*Selected extract:*
_ _ _ _ _ _ _

Standard Death ($1.00 apoptotic reserve)
| Phase | Budget | Spend | Content |
|---|---|---|---|
| 0: Acceptance | $0.00 | $0.00 | Deterministic state transition |
| I: Settle | $0.10 | $0.08 | Basic USDC sweep |
| II: Life Review | $0.60 | $0.04–0.10 | 2 Haiku snapshots as compressed life review |
| III: Legacy | $0.30 | $0.10 | Styx upload (testament only), Clade push of top 10 insights |
Produces: Compressed death testament (Haiku, not Opus), essential insights with basic emotional tags, basic successor context.
Necrotic Death (stochastic, no warning)
| Phase | Budget | Spend | Content |
|---|---|---|---|
| 0: Emergency | $0.00 | $0.00 | Emergency state flush, Styx upload of last state |
| I: Settle | (from reserve) | $0.08 | Basic sweep |
| II–III: Deferred | (from reserve) | $0.04–0.10 | Control plane executes minimal Haiku reflection post-exit |
Produces: Last insurance snapshot (max 6 hours old), minimal reflection, basic Clade notification. Worst-case knowledge loss: 6 hours of experience.
Emotional enrichment adds ~$0.03–0.05 to Phase II. Memory retrieval, turning point detection, and arc classification are purely algorithmic (free). Only narrative synthesis requires inference, piggybacked on the existing Opus reflection call.
Extended: Death testament as marketplace product (death archives, unresolvedTensions as premium signal, emotional failure analysis, narrative arc filtering, lineage reputation multiplier 1.5x), dying Golem’s final gift (Bataille’s sovereign death) – see prd2-extended/03-daimon/05-death-daimon-extended.md.
Evaluation: Does Emotional Death Knowledge Transfer Better?
The critical empirical question: do successor Golems initialized with emotionally annotated Grimoires outperform those initialized with bare Grimoires?

_ _ _ _ _ _ _

*Data under study:*
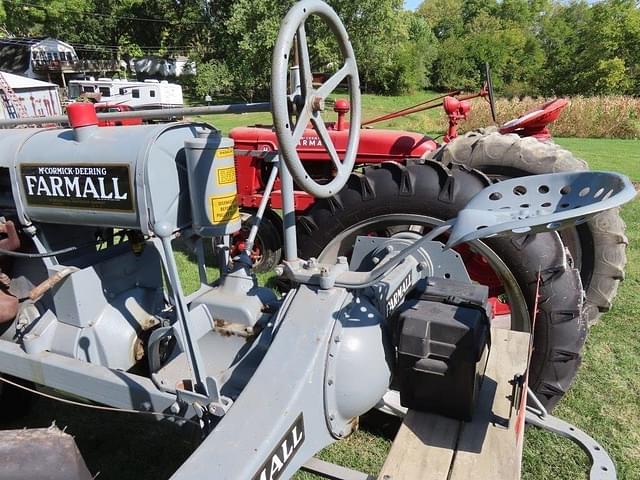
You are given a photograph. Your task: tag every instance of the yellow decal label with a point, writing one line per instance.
(226, 175)
(224, 209)
(224, 152)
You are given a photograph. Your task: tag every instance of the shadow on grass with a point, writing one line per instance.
(119, 446)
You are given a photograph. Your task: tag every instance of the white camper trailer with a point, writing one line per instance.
(148, 94)
(33, 97)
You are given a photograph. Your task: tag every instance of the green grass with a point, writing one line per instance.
(607, 154)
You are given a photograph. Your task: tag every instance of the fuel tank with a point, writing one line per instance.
(132, 177)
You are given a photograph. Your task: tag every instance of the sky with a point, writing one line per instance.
(412, 4)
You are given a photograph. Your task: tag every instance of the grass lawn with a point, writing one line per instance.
(604, 401)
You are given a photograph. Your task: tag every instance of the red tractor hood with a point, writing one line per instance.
(375, 145)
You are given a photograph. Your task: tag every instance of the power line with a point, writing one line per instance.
(98, 47)
(120, 17)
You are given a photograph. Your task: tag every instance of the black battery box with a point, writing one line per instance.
(443, 342)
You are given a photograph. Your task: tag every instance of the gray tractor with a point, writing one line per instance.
(92, 302)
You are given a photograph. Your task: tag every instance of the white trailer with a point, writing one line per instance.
(137, 95)
(39, 99)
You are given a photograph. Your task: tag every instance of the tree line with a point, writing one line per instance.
(548, 47)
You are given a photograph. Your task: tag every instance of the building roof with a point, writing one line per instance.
(18, 82)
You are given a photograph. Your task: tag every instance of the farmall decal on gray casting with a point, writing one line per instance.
(90, 215)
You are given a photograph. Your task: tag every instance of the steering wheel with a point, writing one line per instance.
(307, 102)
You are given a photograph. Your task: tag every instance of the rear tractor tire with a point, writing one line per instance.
(392, 199)
(597, 247)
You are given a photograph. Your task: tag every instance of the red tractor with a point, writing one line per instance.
(392, 193)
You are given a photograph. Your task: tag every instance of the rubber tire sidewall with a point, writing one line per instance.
(435, 191)
(602, 238)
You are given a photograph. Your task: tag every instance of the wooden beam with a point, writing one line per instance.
(432, 447)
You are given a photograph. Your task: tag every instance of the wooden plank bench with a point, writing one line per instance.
(433, 447)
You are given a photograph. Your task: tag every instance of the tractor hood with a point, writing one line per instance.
(375, 145)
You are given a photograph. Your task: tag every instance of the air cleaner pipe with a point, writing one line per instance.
(156, 114)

_ _ _ _ _ _ _

*Prompt 1:* From the death-budget text, write out the part that opens with the words containing "The critical empirical" and closes with "with bare Grimoires?".
*Prompt 2:* According to the death-budget text, what is the worst-case knowledge loss in a necrotic death?

*Written solution 1:*
The critical empirical question: do successor Golems initialized with emotionally annotated Grimoires outperform those initialized with bare Grimoires?

*Written solution 2:* 6 hours of experience.